◆ To-do list ◆
**1)** Summarize the section on geological evidence for the gap in two sentences.
**2)** Write the next part of the section on geological evidence for the gap, picking up after its final sentence.

◆ Text section ◆
--------
2) Geological evidence for the Gap Fact
It appears that Mike is as ignorant of geology as he is of Hebrew. He states, "The evidence for the historical position of a gap is much more extensive scripturally and does not resort to extra Biblical arguments to support its position. We don’t point to the age of rocks or the time it takes for sand to form, etc. We know that regardless of when the earth was created or how old it is, it had to have been created with the appearance of age, just as was Adam. The trees God created had growth rings and rocks contained fossils."
Here Mike confuses growth rings and fossils with indications of age. Growth rings are merely indications of cyclic dormancy, and fossils are indications of underwater burial. Neither of these necessarily have anything to do with age, and it seems ludicrous to so matter-of-factly attribute them to God's creative activity. It is much more likely that God directly created sand so that the plants would have something other than solid rock, layered or otherwise, into which to sink their roots!
--------
◆ Image region outline data ◆
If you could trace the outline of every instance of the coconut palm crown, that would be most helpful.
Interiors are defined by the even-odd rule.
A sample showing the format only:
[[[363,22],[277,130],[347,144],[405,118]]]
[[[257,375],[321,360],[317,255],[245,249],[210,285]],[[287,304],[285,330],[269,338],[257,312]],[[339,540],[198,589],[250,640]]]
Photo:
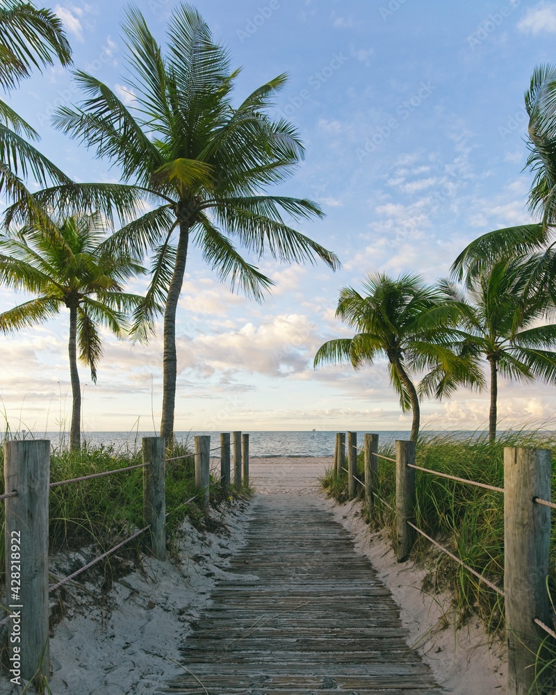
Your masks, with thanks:
[[[0,88],[9,91],[28,77],[33,68],[40,70],[72,62],[72,51],[59,17],[47,8],[17,0],[0,1]],[[31,141],[39,140],[37,131],[3,99],[0,99],[0,195],[10,202],[41,211],[25,180],[32,177],[39,186],[70,183],[65,174],[42,155]],[[46,218],[45,218],[46,219]]]
[[[78,349],[79,359],[90,367],[96,382],[102,354],[100,329],[122,336],[126,316],[142,300],[124,293],[123,283],[146,270],[126,253],[114,254],[108,248],[97,218],[75,216],[56,226],[55,240],[33,228],[22,230],[17,236],[0,238],[0,282],[37,295],[0,313],[0,331],[13,333],[57,316],[63,307],[68,309],[72,393],[70,444],[75,450],[81,436]]]
[[[476,386],[481,377],[447,347],[452,337],[453,313],[441,293],[422,278],[404,275],[393,279],[369,274],[361,295],[345,287],[340,292],[336,317],[357,332],[352,338],[329,341],[318,349],[314,366],[351,362],[355,369],[388,359],[390,381],[404,412],[412,412],[411,439],[419,433],[419,393],[441,398],[459,384]],[[419,387],[413,374],[428,370]]]
[[[538,263],[535,254],[482,263],[466,277],[468,297],[450,281],[440,283],[459,313],[454,347],[489,363],[491,441],[496,437],[498,375],[556,384],[556,324],[539,325],[553,314],[553,305],[548,294],[531,285]]]
[[[140,13],[126,12],[128,95],[118,95],[96,78],[78,71],[86,99],[60,108],[56,126],[106,158],[122,183],[74,184],[35,196],[49,208],[101,211],[126,221],[113,236],[114,247],[140,256],[152,252],[152,281],[136,316],[140,335],[158,302],[164,311],[163,386],[161,434],[173,435],[177,381],[176,310],[190,244],[200,249],[222,279],[261,299],[271,280],[244,260],[240,244],[255,258],[268,252],[280,261],[320,259],[334,269],[336,256],[293,229],[293,220],[320,217],[306,199],[263,195],[291,177],[304,156],[303,145],[286,121],[265,110],[284,86],[280,75],[255,90],[238,106],[232,90],[238,70],[212,38],[198,13],[178,6],[167,28],[165,54]],[[131,103],[128,103],[130,102]],[[138,215],[147,201],[150,209]],[[8,211],[24,218],[17,206]]]

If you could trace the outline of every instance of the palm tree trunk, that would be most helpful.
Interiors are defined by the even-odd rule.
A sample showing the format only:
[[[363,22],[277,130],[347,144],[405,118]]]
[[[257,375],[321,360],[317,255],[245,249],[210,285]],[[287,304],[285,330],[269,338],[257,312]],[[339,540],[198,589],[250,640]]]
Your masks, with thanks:
[[[400,359],[398,357],[393,357],[393,362],[395,367],[395,370],[398,372],[398,375],[400,377],[400,381],[407,389],[407,393],[409,394],[409,400],[411,402],[411,433],[409,435],[409,439],[411,441],[417,441],[417,437],[419,436],[419,425],[420,425],[421,419],[421,411],[419,407],[419,397],[417,395],[417,389],[407,375]]]
[[[489,441],[496,440],[498,425],[498,368],[494,357],[487,357],[491,363],[491,409],[489,413]]]
[[[76,451],[81,445],[81,389],[77,371],[77,306],[70,307],[70,375],[72,379],[72,425],[70,428],[70,450]]]
[[[167,443],[174,439],[174,411],[176,404],[176,377],[177,357],[176,355],[176,311],[178,306],[183,275],[186,272],[187,250],[189,243],[189,224],[179,223],[179,240],[176,252],[176,264],[168,290],[164,311],[164,357],[163,359],[162,419],[161,436],[165,437]]]

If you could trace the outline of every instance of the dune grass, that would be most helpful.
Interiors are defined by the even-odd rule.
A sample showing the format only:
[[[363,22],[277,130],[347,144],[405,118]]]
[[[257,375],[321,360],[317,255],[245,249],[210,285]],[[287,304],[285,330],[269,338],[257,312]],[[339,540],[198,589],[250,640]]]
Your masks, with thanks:
[[[167,534],[170,551],[172,538],[184,518],[197,528],[213,530],[219,524],[210,514],[231,502],[234,498],[248,494],[224,489],[220,482],[220,471],[211,475],[210,508],[207,514],[199,504],[202,493],[195,489],[195,466],[187,444],[177,443],[170,457],[188,455],[181,461],[166,466]],[[65,448],[54,449],[51,453],[51,482],[79,477],[91,473],[112,471],[142,462],[140,449],[115,450],[113,447],[92,446],[85,441],[81,450],[70,452]],[[0,448],[0,468],[3,468],[3,452]],[[213,475],[213,473],[214,475]],[[3,492],[3,476],[0,481],[0,493]],[[94,546],[95,554],[101,555],[125,539],[136,530],[145,526],[142,516],[142,470],[137,468],[121,473],[94,478],[52,488],[49,497],[49,553],[76,550]],[[3,539],[3,504],[0,504],[0,532]],[[124,552],[129,556],[140,552],[144,537],[131,541]],[[4,581],[3,543],[0,542],[0,582]],[[113,563],[108,557],[101,564],[105,578],[113,575]],[[103,582],[103,585],[111,581]]]
[[[504,486],[504,447],[530,446],[556,451],[556,434],[546,432],[502,434],[495,443],[480,434],[455,439],[425,434],[417,444],[416,464],[459,477]],[[380,448],[383,455],[395,457],[393,447]],[[379,495],[392,507],[395,498],[395,464],[379,459]],[[358,457],[359,476],[363,473],[362,453]],[[504,574],[504,500],[498,492],[484,490],[416,471],[416,524],[464,562],[502,587]],[[363,480],[361,477],[361,480]],[[328,471],[322,481],[327,494],[340,502],[348,499],[347,474]],[[363,490],[360,488],[362,498]],[[556,458],[553,456],[553,499],[556,499]],[[373,530],[386,527],[395,539],[395,516],[380,501],[366,521]],[[491,633],[504,628],[503,598],[467,570],[418,536],[412,557],[428,566],[427,590],[449,590],[456,615],[464,620],[471,610],[480,616]],[[556,596],[556,523],[553,523],[549,590]],[[556,662],[555,662],[556,663]]]

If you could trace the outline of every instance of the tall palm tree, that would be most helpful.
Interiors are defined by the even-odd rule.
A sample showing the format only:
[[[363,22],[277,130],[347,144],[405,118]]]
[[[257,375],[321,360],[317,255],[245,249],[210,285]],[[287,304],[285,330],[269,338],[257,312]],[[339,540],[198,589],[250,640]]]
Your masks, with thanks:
--------
◆ Answer set ◆
**1)** The section says Mike is as ignorant of geology as of Hebrew and quotes his claim that the gap position rests on scripture rather than on the age of rocks, since the earth, like Adam, had to be created with the appearance of age, with growth rings in trees and fossils in rocks. The author answers that growth rings only indicate cyclic dormancy and fossils indicate underwater burial, so neither need have anything to do with age, and argues it is more likely that God directly created sand so plants would have something other than solid rock for their roots.

**2)**
One point that is well put is that the second day of creation is obviously referring to God operating on previously existing material. But even here Mike's language trips him up, when he refers to the "days of creation." Elsewhere he makes a major distinction between "creating" which he only sees occurring on days five and six, and "making" which he sees as occurring on all six days. But he never calls them "the days of making!"
Well, perhaps I am being too general in ascribing the act of 'making' to the first day. Mike never clarified whether God 'made' light, or 'created' it. But he elsewhere claims (based on Job 28:7) that the stars were part of the original day-zero creation. How stars could exist without any light to shine forth from them, he never explains. True, it would be downright handy to have stars billions of light-years away not having to be only 6000 years old. But he's already rejected millions of years, so this helps his case not a whit.
3) Linguistic Evidence for the Gap Fact
Now as Mike gets into the original languages of Scripture, he obviously leaves behind the familiar and launches out into the wild and wonderful world of dogmatic speculation. Now, I'm no scholar of the biblical languages, and I haven't put enough study into this topic to give as accurate a picture as possible of the situation, but it took me no time at all to find his theory full of holes at this level.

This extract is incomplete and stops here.